### Quoted text
====

(d 1286). ?French poet and priest. He was a canon and priest of the collegiate church of St Pierre in Lille, near Arras. About 1280, he wrote a metrical and rhymed paraphrase of the famous poem, Anticlaudianus, by the 12th-century theologian, philosopher and poet Alain de Lille. Its plot concerns Nature’s formation of a perfect man to be imbued with the Arts and Virtues, and an ascent to heaven, on which journey the music of the spheres is heard, to request a soul from God. Adam named his new work Ludus super Anticlaudianum. It survives today in one manuscript (F-Lm 316), thought to be partly autograph. Adam’s work retains the plot, the moral and the didactic character of the original, but the forbidding allegory and encyclopedic tone is modified in favour of a simpler style and language so that the work, although in Latin, is almost like a roman. Emphasizing a more entertaining but still serious purpose, Adam inserted within the work 38 musical pieces with sacred or semi-sacred texts; 36 are monophonic songs and the remaining two are polyphonic compositions. 20 of these are contrafacta modelled on earlier compositions whose titles are in most cases mentioned in the rubrics. They consist of hymns, sequences, a responsory, an alleluia, a processional antiphon, trouvère songs, dances (a lai-notula and a rondeau), a pastourelle and a polyphonic motet. Of the other 18 pieces, one is a two-part Agnus Dei in conductus style. Altogether, the pieces in the Ludus form a kind of anthology in which almost every contemporary sacred and secular style is represented.
The insertions are not made arbitrarily but mostly fall into two large sections where the choice of form or style seems to emphasize the action of the poem. In the first section, whose poetry consists of supplications to and praises of the saints, Christ and the Virgin, Adam used contrafacta of secular songs, of hymns and of some unspecified items which have the character of antiphons. Here there is a resemblance to a canonical Office. Later, the newly-formed man, whose creation is the subject of the poem, is endowed with gifts by the Arts and Virtues and finally receives the soul brought from heaven to make him perfect. The series of offerings followed by the descent of the Spirit is symbolized in music by the choice of certain items from the Mass, namely the responsory (analogous to the gradual), alleluia, sequence and finally the motet, which is based on a plainchant for Pentecost. The musical insertions thus have an unusually clear and demonstrable symbolic meaning.

====

### Supplied material

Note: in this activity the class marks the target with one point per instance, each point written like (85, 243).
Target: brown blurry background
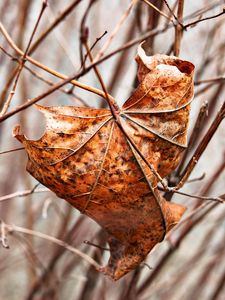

====

### Requests
**1.** Sum up the entry on the Ludus super Anticlaudianum in two sentences.
**2.** List the items from the Mass that, according to the entry on the Ludus super Anticlaudianum, symbolize the series of offerings and the descent of the Spirit.
**3.** Please extend the entry on the Ludus super Anticlaudianum past its last sentence.
The data has no part in this.

### Responses to the tasks
**1.** Adam, a French poet and priest who was a canon of the collegiate church of St Pierre in Lille, wrote the Ludus super Anticlaudianum about 1280 as a rhymed paraphrase of Alain de Lille's Anticlaudianus in a simpler style, and inserted 38 musical pieces that together represent almost every contemporary sacred and secular style. These pieces mostly fall into two large sections: the first resembles a canonical Office, and the second uses items from the Mass to symbolize the gifts given to the newly formed man and the descent of the Spirit.

**2.**
- Responsory
- Alleluia
- Sequence
- Motet

**3.**
The sources of the contrafacta are either popular and widely distributed compositions of the century, such as songs by Thibaut IV of Navarre and Henri III of Brabant and ecclesiastical tunes such as the sequence Letabundus, or are of local importance, like the chants to St Peter and St Elizabeth. Two contrafacta should be singled out: the motet O quam sollempnis/Tenor Amor, based on Et quant iou remir son cors/Tenor Amor, is known in a large number of manuscripts including I-Fn 29.1 (F); the notula is one of the few examples of this form, which Johannes de Grocheio mentioned in De musica (c1300). The notation of the Ludus is that of contemporary plainchant or of the secular chansonniers.
Adam de la Bassée possibly influenced Adam de la Halle, who worked in Arras up to 1283 and wrote his Jeu de Robin et Marion after this date, thus after the Ludus. The slight clues suggesting such influence have not yet been investigated. The effect of Adam on the authors of romans, many of whom lived in the area of Lille and Arras, is, however, more probable. The Ludus, as a comprehensive musical anthology, may have been a direct predecessor of the Roman de Fauvel (1316), a similar anthology with other shared characteristics.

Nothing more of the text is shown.